» **ЧТО СДЕЛАТЬ**:
• 1. Перечислите всех людей, которые названы по имени или фамилии в комментарии переводчиков.
• 2. Приведите фрагмент комментария переводчиков между словами «Этот роман - первый» и «в романе. Итак.» включительно, подставив «скуки» вместо «тоски».
##### ФРАГМЕНТ СТРАНИЦЫ
Комментарии переводчиков

  
   Этот роман - первый унылый роман Тертлдава из мною переведенных. А их я перевёл четыре. Два самостоятельно, два, в соавсторстве с товарищем Дмитрием. Этот третий. Такой тоски и нежелания его заканчивать я не испытывал никогда. Единственный, и огромный плюс этого романа - гигантское количество исторических лиц, реальную биографию которых было очень интересно находить, изучать и давать в сносках.
   Второстепенных и третьестепенных персонажей мы уже указали. Хотелось бы отдельно остановиться на реальных биографиях основных действующих лиц. Пойдём в порядке их первого появления в романе. Итак.
   Джордж Армстронг Кастер (1839-1876). Весьма прославленный в американской культуре полководец. Родился в семье кузнеца с немецкими корнями. Окончил академию Вест-Пойнт в 1861 году. Участвовал в битве при Геттисберге. После окончания Гражданской войны воевал с индейцами. Его характер и манеры представлены автором достаточно точно - это был лихой, активный и весьма незаурядный человек. О чём автор почти умолчал, так это об откровенно расистских и шовинистических взглядах Кастера. По сути, это был типичный белый американец того времени - нацист, расист, шовинист и дремучий мракобес. Светлым пятном в его биографии являются обстоятельства его реальной гибели. Он, по-настоящему, героически погиб в свирепой рукопашной мясорубке с индейцами у реки Литл-Бигхорн. О свирепости той битвы говорит, хотя бы то, что труп Кастера опознали только по знакам отличия. Вместе с ним погибли и его братья, Том и Бостон.
##########
##### ИМЕЮЩИЕСЯ ДАННЫЕ
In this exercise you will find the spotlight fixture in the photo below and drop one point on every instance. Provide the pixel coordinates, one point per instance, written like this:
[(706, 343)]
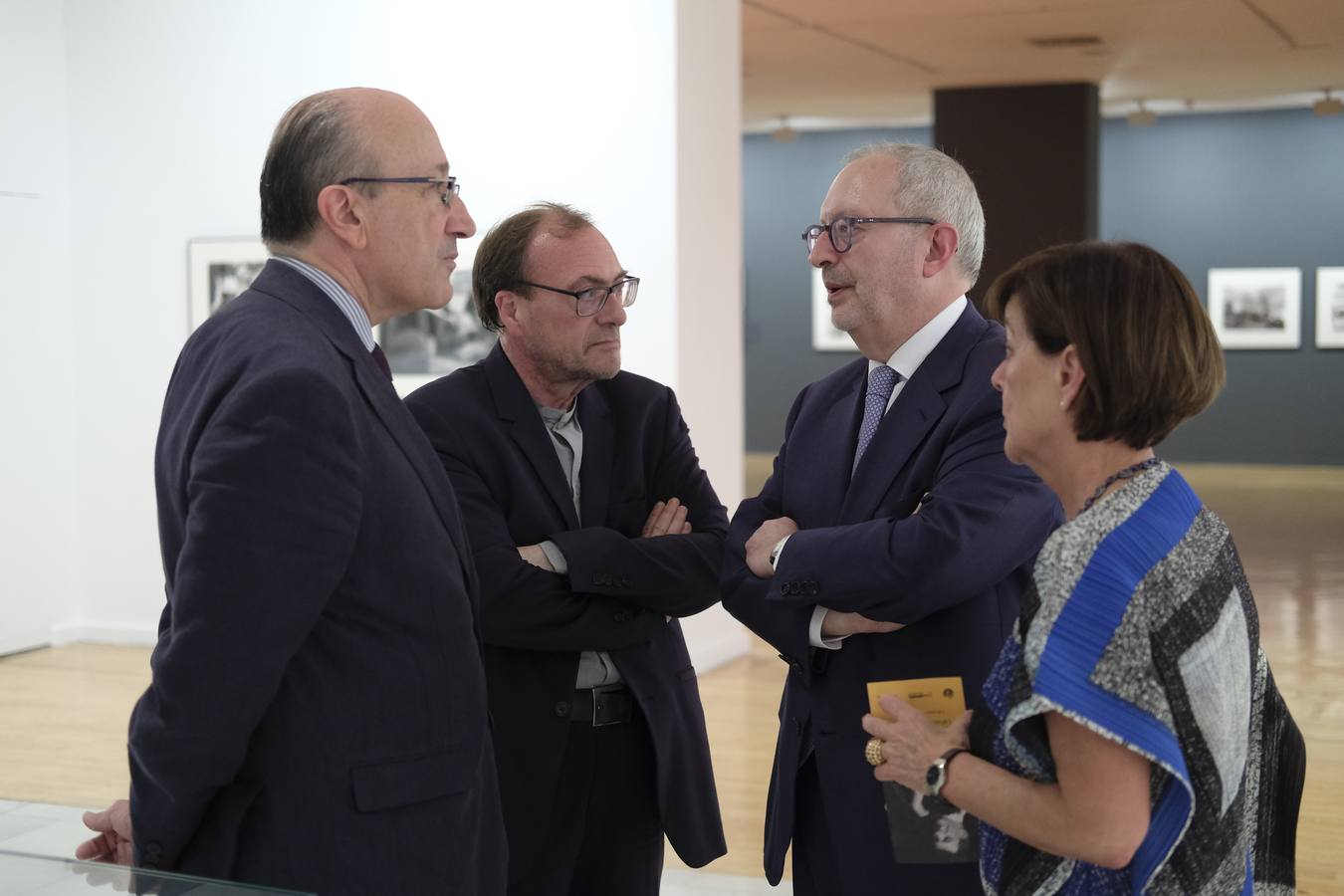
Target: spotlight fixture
##########
» **ОТВЕТЫ К ЗАДАНИЮ**:
• 1. В комментарии названы Тертлдав, Дмитрий, Джордж Армстронг Кастер, Том и Бостон.

• 2.
Этот роман - первый унылый роман Тертлдава из мною переведенных. А их я перевёл четыре. Два самостоятельно, два, в соавсторстве с товарищем Дмитрием. Этот третий. Такой скуки и нежелания его заканчивать я не испытывал никогда. Единственный, и огромный плюс этого романа - гигантское количество исторических лиц, реальную биографию которых было очень интересно находить, изучать и давать в сносках.
   Второстепенных и третьестепенных персонажей мы уже указали. Хотелось бы отдельно остановиться на реальных биографиях основных действующих лиц. Пойдём в порядке их первого появления в романе. Итак.